INSTRUCTIONS TO FOLLOW
Rewrite the listing below as a numbered list, from the line with "For the benchmark, point out every instance of the railing" up to and including the line with "point(300, 289)", leaving out any blank lines.

RAW RECORDS

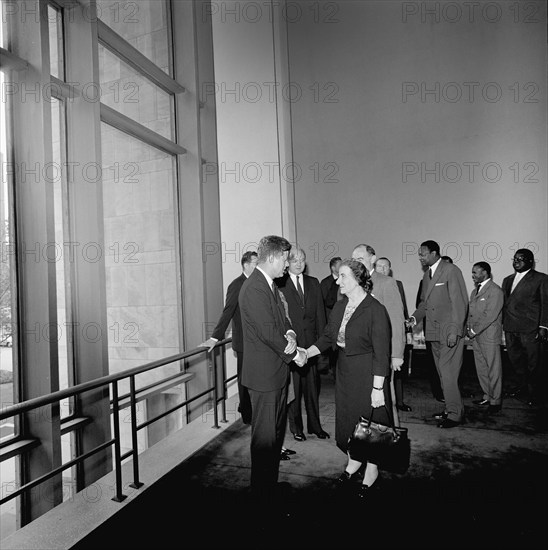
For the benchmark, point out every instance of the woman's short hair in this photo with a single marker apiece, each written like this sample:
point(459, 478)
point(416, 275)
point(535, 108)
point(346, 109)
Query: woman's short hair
point(360, 273)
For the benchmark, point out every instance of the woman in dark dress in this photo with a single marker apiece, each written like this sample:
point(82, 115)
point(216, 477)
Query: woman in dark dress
point(359, 325)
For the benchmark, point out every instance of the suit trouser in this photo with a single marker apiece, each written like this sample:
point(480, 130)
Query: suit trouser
point(489, 369)
point(306, 383)
point(267, 435)
point(524, 351)
point(243, 393)
point(448, 364)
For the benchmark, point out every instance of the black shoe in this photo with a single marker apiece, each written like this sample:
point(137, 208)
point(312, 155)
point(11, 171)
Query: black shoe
point(321, 434)
point(364, 490)
point(346, 477)
point(448, 423)
point(481, 401)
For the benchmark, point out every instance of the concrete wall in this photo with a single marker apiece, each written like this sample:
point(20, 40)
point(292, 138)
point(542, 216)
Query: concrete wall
point(413, 124)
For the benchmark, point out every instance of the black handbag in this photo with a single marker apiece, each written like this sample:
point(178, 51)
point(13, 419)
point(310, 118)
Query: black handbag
point(386, 446)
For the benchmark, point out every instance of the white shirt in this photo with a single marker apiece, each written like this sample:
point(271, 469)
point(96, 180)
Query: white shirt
point(517, 279)
point(434, 267)
point(481, 284)
point(294, 279)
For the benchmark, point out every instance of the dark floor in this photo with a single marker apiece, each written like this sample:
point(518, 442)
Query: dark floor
point(481, 485)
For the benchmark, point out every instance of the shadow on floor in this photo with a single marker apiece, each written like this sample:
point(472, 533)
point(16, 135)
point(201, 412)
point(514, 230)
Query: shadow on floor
point(482, 485)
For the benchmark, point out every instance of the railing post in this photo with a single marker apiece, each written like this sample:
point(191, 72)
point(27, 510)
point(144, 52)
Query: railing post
point(213, 364)
point(117, 454)
point(223, 380)
point(133, 407)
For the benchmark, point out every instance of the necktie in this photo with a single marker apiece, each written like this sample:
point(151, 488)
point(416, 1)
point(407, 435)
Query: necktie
point(275, 291)
point(300, 289)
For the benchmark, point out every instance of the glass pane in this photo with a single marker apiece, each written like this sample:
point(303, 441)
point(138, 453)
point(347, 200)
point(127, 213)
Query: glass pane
point(8, 321)
point(8, 511)
point(56, 49)
point(144, 311)
point(135, 96)
point(4, 24)
point(144, 24)
point(60, 253)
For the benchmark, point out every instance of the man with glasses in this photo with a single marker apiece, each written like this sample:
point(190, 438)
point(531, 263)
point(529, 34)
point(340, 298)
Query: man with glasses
point(306, 311)
point(444, 305)
point(525, 323)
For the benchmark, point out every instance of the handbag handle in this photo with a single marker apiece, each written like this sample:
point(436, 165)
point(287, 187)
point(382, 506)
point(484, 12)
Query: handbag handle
point(387, 413)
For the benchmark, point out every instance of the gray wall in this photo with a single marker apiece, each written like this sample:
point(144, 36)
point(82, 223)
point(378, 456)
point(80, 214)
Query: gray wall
point(362, 120)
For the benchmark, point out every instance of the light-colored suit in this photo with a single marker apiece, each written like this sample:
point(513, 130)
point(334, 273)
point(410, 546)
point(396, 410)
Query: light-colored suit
point(385, 290)
point(444, 306)
point(485, 321)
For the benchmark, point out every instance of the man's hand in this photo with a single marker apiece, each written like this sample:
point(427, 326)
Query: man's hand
point(291, 338)
point(210, 344)
point(451, 340)
point(396, 363)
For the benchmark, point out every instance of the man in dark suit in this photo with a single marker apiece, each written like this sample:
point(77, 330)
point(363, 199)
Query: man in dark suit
point(270, 344)
point(330, 291)
point(484, 329)
point(231, 312)
point(444, 305)
point(384, 266)
point(525, 322)
point(306, 311)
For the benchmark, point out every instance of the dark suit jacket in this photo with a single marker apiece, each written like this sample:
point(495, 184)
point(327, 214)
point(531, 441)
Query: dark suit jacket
point(526, 308)
point(308, 321)
point(230, 312)
point(485, 313)
point(368, 331)
point(444, 303)
point(329, 293)
point(264, 324)
point(385, 290)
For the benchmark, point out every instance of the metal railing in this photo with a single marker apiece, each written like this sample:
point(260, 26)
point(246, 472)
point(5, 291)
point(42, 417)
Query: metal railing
point(20, 444)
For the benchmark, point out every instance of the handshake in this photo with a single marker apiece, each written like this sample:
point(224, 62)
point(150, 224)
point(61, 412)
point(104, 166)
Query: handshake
point(302, 356)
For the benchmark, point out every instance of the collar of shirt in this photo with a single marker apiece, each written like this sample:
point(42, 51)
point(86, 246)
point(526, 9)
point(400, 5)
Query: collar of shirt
point(482, 284)
point(268, 278)
point(435, 266)
point(519, 276)
point(294, 279)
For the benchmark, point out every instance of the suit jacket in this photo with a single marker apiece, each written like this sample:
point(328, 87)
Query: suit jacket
point(329, 293)
point(485, 313)
point(367, 331)
point(403, 299)
point(308, 320)
point(444, 303)
point(264, 323)
point(230, 312)
point(526, 308)
point(385, 290)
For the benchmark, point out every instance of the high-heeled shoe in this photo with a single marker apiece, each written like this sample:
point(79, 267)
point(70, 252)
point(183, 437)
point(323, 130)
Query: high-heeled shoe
point(345, 478)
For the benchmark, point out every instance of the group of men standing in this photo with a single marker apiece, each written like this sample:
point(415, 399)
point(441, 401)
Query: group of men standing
point(277, 311)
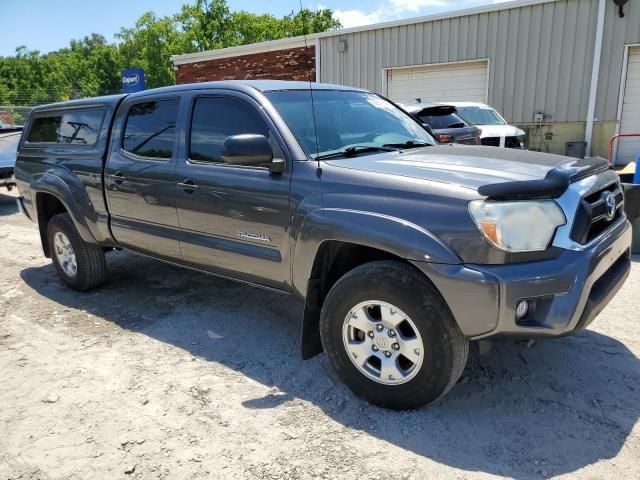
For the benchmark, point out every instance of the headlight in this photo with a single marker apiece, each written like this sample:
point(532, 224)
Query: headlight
point(523, 226)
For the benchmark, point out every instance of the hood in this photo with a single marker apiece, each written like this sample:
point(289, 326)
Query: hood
point(470, 166)
point(499, 131)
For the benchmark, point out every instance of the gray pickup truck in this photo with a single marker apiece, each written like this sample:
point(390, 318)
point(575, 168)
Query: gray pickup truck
point(401, 250)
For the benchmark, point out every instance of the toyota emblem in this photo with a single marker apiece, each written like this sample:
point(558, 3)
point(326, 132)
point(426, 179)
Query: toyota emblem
point(610, 202)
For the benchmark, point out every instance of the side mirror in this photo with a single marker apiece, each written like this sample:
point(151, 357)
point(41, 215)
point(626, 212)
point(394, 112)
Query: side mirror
point(250, 150)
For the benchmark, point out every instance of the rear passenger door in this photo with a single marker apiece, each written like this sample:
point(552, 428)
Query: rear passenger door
point(234, 219)
point(140, 176)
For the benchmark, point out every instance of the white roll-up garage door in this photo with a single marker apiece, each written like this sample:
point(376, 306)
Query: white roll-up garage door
point(629, 148)
point(460, 82)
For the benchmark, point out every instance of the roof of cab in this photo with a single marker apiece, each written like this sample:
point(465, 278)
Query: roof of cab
point(241, 85)
point(84, 102)
point(259, 85)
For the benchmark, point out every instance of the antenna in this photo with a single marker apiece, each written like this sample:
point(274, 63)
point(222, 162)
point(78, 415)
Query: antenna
point(313, 108)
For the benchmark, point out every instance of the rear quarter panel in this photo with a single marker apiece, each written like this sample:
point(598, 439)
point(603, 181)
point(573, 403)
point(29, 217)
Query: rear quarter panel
point(71, 173)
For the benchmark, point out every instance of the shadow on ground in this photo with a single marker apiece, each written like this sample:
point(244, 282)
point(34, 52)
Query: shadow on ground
point(518, 412)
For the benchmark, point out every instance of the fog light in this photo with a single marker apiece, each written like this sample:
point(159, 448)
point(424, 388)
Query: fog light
point(522, 308)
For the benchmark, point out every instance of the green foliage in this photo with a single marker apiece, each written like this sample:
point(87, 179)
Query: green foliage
point(92, 66)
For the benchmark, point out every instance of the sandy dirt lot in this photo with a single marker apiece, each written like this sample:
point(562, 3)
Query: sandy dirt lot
point(166, 373)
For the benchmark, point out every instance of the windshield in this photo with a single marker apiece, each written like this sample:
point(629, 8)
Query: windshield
point(345, 119)
point(481, 116)
point(442, 119)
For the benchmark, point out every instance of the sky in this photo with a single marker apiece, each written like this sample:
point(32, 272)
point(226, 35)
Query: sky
point(47, 25)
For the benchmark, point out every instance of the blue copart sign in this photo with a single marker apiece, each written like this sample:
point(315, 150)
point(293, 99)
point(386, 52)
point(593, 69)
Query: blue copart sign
point(132, 80)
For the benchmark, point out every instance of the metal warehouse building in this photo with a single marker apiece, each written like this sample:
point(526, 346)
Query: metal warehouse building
point(575, 61)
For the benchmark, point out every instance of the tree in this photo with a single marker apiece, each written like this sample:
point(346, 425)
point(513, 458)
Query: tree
point(92, 66)
point(149, 45)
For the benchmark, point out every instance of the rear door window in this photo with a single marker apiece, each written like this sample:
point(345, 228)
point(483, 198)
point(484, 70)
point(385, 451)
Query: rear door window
point(74, 127)
point(150, 130)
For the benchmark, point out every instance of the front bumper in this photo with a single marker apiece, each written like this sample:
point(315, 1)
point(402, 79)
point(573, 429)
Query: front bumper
point(566, 293)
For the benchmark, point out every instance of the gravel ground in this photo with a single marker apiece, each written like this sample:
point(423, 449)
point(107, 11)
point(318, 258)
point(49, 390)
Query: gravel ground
point(166, 373)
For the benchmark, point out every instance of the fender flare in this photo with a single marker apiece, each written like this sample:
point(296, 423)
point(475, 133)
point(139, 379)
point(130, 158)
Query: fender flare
point(382, 232)
point(73, 197)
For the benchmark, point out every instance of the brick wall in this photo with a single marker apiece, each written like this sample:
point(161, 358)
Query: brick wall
point(289, 64)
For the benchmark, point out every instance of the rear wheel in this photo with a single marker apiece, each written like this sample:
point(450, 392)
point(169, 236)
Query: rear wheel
point(81, 265)
point(390, 337)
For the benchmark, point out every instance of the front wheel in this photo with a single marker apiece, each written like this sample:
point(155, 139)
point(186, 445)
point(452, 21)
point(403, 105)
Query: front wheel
point(81, 265)
point(390, 337)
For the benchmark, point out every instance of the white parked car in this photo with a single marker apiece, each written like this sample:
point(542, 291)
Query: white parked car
point(496, 132)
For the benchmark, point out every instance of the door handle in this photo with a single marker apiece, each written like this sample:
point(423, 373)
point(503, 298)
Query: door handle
point(188, 186)
point(117, 178)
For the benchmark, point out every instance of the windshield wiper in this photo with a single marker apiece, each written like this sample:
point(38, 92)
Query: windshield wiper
point(353, 150)
point(407, 144)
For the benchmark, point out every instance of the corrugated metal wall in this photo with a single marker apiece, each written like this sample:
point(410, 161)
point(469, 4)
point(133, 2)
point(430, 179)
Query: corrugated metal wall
point(540, 55)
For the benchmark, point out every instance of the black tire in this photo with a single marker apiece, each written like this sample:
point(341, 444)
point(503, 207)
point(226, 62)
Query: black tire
point(90, 259)
point(445, 348)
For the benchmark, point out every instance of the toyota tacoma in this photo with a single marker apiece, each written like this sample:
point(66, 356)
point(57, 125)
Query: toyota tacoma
point(402, 251)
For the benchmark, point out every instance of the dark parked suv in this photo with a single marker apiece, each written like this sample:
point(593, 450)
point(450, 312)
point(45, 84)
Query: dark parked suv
point(401, 251)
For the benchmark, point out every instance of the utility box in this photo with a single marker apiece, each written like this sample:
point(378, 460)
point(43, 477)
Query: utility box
point(576, 149)
point(632, 210)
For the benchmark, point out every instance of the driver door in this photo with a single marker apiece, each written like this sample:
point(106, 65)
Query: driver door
point(234, 219)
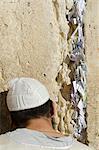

ANSWER BELOW
1. For the benchmark, point out every instance of the railing post in this photo with a single marker apiece, each written like this sample:
2. point(191, 72)
3. point(27, 510)
4. point(144, 52)
5. Query: railing post
6. point(213, 364)
7. point(117, 454)
8. point(223, 380)
9. point(133, 407)
10. For the benchmark, point out every instance of the necktie in this photo with a single marker apiece, each written like this sample:
11. point(151, 488)
12. point(416, 1)
13. point(407, 435)
14. Query: necktie
15. point(275, 291)
16. point(300, 289)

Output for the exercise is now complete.